- _WHAT THE EXERCISE ASKS_: Reproduce verbatim every line of the records from the one containing "The client would like the elephant trunk" down to the one containing "[[116, 116, 181, 223], [341, 124, 401, 211]]", including both of those lines.
Start of RECORDS FOR THE EXERCISE
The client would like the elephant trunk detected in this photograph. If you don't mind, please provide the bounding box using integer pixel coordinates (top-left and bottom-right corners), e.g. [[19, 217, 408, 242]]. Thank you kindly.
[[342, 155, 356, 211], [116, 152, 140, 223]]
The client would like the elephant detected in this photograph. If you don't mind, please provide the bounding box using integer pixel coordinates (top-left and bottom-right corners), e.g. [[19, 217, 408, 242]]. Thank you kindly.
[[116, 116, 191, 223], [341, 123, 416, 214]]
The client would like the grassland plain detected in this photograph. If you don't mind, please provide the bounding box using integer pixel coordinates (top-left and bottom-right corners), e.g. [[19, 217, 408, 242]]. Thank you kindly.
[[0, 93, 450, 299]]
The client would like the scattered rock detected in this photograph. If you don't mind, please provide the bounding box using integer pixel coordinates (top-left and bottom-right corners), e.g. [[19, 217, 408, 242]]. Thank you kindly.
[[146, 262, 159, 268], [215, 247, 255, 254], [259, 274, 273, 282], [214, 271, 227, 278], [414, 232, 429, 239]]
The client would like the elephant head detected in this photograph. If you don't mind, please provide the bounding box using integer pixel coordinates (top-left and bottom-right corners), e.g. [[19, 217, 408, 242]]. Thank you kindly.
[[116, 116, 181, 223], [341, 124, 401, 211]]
End of RECORDS FOR THE EXERCISE
Start of RECORDS FOR THE EXERCISE
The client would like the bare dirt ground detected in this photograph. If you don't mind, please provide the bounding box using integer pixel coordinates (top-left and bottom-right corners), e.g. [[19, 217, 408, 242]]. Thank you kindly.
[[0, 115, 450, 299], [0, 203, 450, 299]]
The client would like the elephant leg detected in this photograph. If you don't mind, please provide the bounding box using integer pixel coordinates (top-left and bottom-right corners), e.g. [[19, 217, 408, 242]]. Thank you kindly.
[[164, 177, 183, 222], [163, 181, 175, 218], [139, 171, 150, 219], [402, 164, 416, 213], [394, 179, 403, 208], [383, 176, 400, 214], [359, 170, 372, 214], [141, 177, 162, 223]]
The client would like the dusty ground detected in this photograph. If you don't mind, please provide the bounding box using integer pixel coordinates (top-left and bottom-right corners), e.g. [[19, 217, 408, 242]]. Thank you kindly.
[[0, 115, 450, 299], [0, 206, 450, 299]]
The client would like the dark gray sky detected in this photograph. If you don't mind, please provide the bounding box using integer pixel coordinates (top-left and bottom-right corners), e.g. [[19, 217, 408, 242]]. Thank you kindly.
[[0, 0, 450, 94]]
End of RECORDS FOR THE EXERCISE
Start of RECORDS FOR THE EXERCISE
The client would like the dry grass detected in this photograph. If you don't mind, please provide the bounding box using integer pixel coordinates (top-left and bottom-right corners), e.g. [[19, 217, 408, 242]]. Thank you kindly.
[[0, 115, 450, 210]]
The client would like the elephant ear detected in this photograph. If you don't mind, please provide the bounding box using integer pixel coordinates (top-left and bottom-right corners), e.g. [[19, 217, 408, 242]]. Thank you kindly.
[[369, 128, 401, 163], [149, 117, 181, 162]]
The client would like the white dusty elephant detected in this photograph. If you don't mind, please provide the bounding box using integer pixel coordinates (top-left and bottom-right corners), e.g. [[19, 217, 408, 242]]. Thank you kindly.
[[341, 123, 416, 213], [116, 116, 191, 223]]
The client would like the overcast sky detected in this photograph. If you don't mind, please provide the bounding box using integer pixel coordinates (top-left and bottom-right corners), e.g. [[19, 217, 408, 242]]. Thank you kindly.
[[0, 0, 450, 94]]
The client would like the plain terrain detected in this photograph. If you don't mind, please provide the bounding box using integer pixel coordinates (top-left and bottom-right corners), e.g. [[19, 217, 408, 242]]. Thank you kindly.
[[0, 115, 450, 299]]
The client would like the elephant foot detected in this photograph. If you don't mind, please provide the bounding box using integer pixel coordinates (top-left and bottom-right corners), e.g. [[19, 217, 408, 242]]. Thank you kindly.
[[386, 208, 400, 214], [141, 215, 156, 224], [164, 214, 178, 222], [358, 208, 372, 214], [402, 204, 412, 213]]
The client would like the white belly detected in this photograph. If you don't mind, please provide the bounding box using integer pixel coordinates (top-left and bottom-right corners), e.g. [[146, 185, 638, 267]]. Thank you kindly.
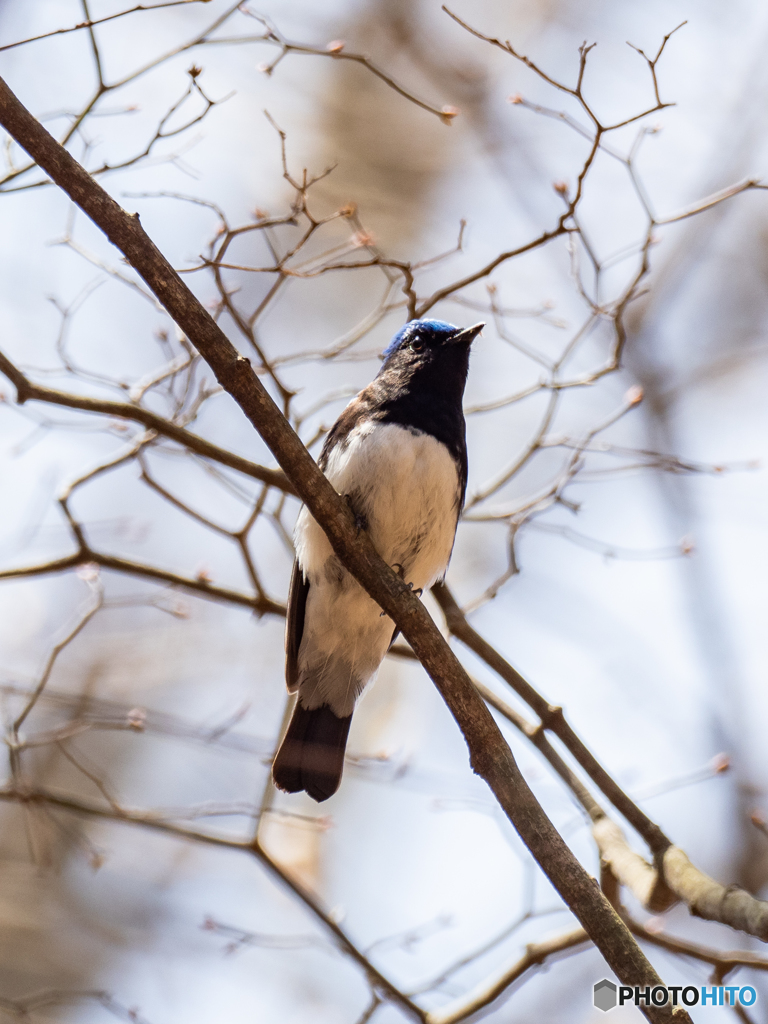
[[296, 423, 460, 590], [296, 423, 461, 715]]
End of RECORDS FOR THE EXERCISE
- _PROBLEM SOLUTION_:
The client would like the elephant trunk detected in this photograph. If you don't mind, please provide the bounding box using integer pixel coordinates (top-left and bottom-right corners), e.g. [[19, 217, 408, 242]]. Thank you kindly.
[[342, 155, 356, 211], [116, 152, 140, 223]]
The client would like the elephant detected in this photograph. If you don't mind, please provide the bounding box using integer pixel coordinates (top-left and bottom-right corners), e.g. [[19, 217, 408, 242]]. Thank you kindly.
[[116, 116, 191, 223], [341, 123, 416, 214]]
The client would like the grassland plain detected in this photograph. If you don't mind, please provide the bounding box using integer pixel coordinates (top-left and bottom-right corners), e.g. [[19, 217, 408, 242]]. Thank you kindly.
[[0, 93, 450, 299]]
The client would like the scattered rock detected in this photograph. If you don't mind, please provide the bounding box using integer pixel coordinates (top-left and bottom-right corners), e.g. [[19, 217, 408, 242]]. Thank you kindly.
[[146, 262, 159, 268], [215, 247, 255, 254], [259, 274, 273, 282], [214, 271, 227, 278], [414, 232, 429, 239]]
The client would like the elephant head detected in this photograph. If you don't mind, please provide the bounding box using integer pixel coordinates (top-left and bottom-right corners), e.g. [[19, 217, 408, 242]]. Thank you kindly.
[[116, 116, 181, 223], [341, 124, 401, 211]]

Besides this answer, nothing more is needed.